Objective — Reproduce the entries in full, with no changes.
++++ Data supplied ++++
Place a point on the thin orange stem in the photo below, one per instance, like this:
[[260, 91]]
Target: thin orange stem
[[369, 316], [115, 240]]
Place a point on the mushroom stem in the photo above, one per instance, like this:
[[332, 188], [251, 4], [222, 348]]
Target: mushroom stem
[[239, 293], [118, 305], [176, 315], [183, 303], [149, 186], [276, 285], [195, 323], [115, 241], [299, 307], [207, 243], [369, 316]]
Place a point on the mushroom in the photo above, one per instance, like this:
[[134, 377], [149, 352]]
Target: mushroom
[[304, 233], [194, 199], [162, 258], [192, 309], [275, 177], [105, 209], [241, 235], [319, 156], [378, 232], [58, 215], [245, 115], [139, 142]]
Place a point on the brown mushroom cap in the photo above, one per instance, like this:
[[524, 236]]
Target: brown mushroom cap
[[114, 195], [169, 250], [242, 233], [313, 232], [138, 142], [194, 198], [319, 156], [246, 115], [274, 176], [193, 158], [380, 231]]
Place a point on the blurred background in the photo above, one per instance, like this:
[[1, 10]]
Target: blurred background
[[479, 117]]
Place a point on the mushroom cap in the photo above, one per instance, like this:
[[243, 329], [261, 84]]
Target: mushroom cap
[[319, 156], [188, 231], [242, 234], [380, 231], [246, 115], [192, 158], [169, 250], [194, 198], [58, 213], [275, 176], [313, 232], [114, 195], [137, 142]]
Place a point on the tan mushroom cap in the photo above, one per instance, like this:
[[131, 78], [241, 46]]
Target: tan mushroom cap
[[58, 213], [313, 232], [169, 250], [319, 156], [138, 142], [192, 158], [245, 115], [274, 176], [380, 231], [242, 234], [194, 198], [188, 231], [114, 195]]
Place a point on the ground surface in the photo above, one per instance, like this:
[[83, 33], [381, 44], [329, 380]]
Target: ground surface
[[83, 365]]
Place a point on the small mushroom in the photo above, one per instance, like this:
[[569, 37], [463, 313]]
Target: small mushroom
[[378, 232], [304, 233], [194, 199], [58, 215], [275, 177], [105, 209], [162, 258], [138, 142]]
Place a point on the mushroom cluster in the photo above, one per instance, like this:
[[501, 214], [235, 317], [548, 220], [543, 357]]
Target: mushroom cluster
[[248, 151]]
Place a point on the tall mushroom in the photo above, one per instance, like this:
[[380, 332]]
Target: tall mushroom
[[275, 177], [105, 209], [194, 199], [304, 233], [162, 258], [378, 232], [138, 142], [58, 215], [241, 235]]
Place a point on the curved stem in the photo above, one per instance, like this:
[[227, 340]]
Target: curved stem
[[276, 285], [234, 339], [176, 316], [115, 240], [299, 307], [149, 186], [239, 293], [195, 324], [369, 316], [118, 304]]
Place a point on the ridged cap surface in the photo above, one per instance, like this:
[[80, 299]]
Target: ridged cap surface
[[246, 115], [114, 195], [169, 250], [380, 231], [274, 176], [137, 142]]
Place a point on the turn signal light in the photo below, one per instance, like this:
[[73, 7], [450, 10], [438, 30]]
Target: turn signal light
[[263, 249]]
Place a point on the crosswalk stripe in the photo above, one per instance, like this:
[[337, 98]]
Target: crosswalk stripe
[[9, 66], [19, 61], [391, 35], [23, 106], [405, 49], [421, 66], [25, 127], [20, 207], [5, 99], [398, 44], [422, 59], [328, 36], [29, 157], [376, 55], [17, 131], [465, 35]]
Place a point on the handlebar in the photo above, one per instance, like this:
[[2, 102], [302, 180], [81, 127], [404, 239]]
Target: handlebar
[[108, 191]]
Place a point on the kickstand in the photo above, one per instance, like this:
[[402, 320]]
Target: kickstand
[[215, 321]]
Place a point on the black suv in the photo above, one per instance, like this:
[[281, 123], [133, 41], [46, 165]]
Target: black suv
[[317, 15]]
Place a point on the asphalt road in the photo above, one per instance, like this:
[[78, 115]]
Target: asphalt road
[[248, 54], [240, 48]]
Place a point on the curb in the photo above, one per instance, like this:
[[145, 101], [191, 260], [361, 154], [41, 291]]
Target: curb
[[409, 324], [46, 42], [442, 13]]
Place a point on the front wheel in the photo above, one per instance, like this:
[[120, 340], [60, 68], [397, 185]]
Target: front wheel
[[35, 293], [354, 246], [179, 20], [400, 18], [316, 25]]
++++
Exercise result —
Place a point on the thin orange stem in the photo below, one per instance, like this:
[[260, 91]]
Target: thin orange stem
[[369, 316], [115, 240]]
Place a point on the mushroom stem in the photo above, one per instance, like this:
[[332, 188], [251, 4], [222, 348]]
Target: mushroom stem
[[239, 293], [118, 305], [176, 315], [183, 303], [149, 186], [276, 285], [195, 323], [115, 241], [299, 307], [207, 243], [369, 316]]
Place a point on the mushroom in the photo above, one per instance, like this:
[[134, 377], [149, 352]]
Target: mushroom
[[304, 233], [194, 199], [162, 258], [192, 309], [275, 177], [105, 209], [241, 235], [319, 156], [378, 232], [58, 215], [245, 115], [139, 142]]
Place a point on the brown mushroom cap in the photo above, one per instance, like this:
[[524, 236]]
Target: brown mushroom cap
[[114, 195], [169, 250], [242, 233], [313, 232], [138, 142], [194, 198], [319, 156], [246, 115], [274, 176], [193, 158], [380, 231]]
Place a point on the blurred background in the photo above, one per instance, like this:
[[1, 10]]
Target: blurred background
[[479, 117]]
Place a point on the mushroom cap in the photo above, one per instance, like this:
[[243, 329], [261, 84]]
Target: mushroom cap
[[319, 156], [188, 231], [242, 234], [380, 231], [246, 115], [192, 158], [169, 250], [194, 198], [58, 213], [275, 176], [313, 232], [114, 195], [137, 142]]
Place a point on the tan mushroom cap in the photo above, one per instance, like this:
[[131, 78], [241, 46]]
Target: tan mushroom cap
[[58, 213], [313, 232], [169, 250], [319, 156], [138, 142], [192, 158], [245, 115], [274, 176], [380, 231], [242, 234], [194, 198], [188, 231], [114, 195]]
Place a point on the ground surface in the photo above, one per instance, like this:
[[83, 33], [381, 44], [329, 380]]
Target: ground surface
[[83, 365]]
Place a point on the small mushroom in the photo above, one per instance, like this:
[[569, 37], [463, 313]]
Target: small mushroom
[[378, 232], [304, 233], [194, 199], [58, 215], [275, 177], [105, 209], [162, 258], [138, 142]]
Place a point on the mushroom cluster in the photo above, one per instance, like this:
[[501, 214], [235, 317], [548, 220], [543, 357]]
Target: mushroom cluster
[[248, 151]]
Place a point on the tall mushroom in the photo above, one per instance, like this:
[[380, 332]]
Target: tall mushroom
[[275, 177], [105, 209], [194, 199], [304, 233], [162, 258], [378, 232], [138, 142], [58, 215], [241, 235]]
Place a point on the curved stem in the photo above, one per instance, like this:
[[227, 340]]
Target: curved stem
[[276, 285], [234, 339], [176, 316], [115, 240], [299, 307], [149, 186], [239, 293], [195, 324], [369, 316], [118, 304]]
Place a point on the ridged cap surface in the photo above, one per instance, like this:
[[80, 299]]
Target: ridged cap surface
[[246, 115], [114, 195], [169, 250], [380, 231], [274, 176], [137, 142]]
Place a point on the turn signal light in the photo below, one per instance, like this:
[[73, 7], [450, 10], [438, 30]]
Target: turn signal light
[[263, 249]]
Place a point on the crosswalk stripe in the photo above, one per instance, like this:
[[337, 98]]
Target: crosswalk stripe
[[9, 66], [19, 61], [391, 35], [23, 106], [405, 49], [421, 66], [25, 127], [20, 207], [5, 99], [398, 44], [422, 59], [328, 36], [29, 157], [376, 55], [17, 131], [465, 35]]
Place a point on the handlebar in the photo above, one per instance, like this:
[[2, 102], [302, 180], [81, 127], [404, 239]]
Target: handlebar
[[108, 191]]
Place a point on the kickstand in the photo above, one per instance, like this:
[[402, 320]]
Target: kickstand
[[215, 321]]
Place a point on the black suv in the photo above, one per instance, like this:
[[281, 123], [133, 41], [46, 165]]
Target: black suv
[[317, 15]]
Place a point on the asphalt road in the photo above, one per instance, like this:
[[78, 115]]
Target: asphalt road
[[248, 54], [240, 48]]
Place a point on the curb in the photo above, one per instance, like this:
[[145, 101], [191, 260], [361, 154], [41, 291]]
Target: curb
[[409, 324], [46, 42], [442, 13]]
Place a point on the front wheel in the photo above, one per instance, like this:
[[120, 340], [60, 68], [397, 185]]
Target: front wheel
[[35, 293], [354, 246], [179, 20], [400, 18], [316, 25]]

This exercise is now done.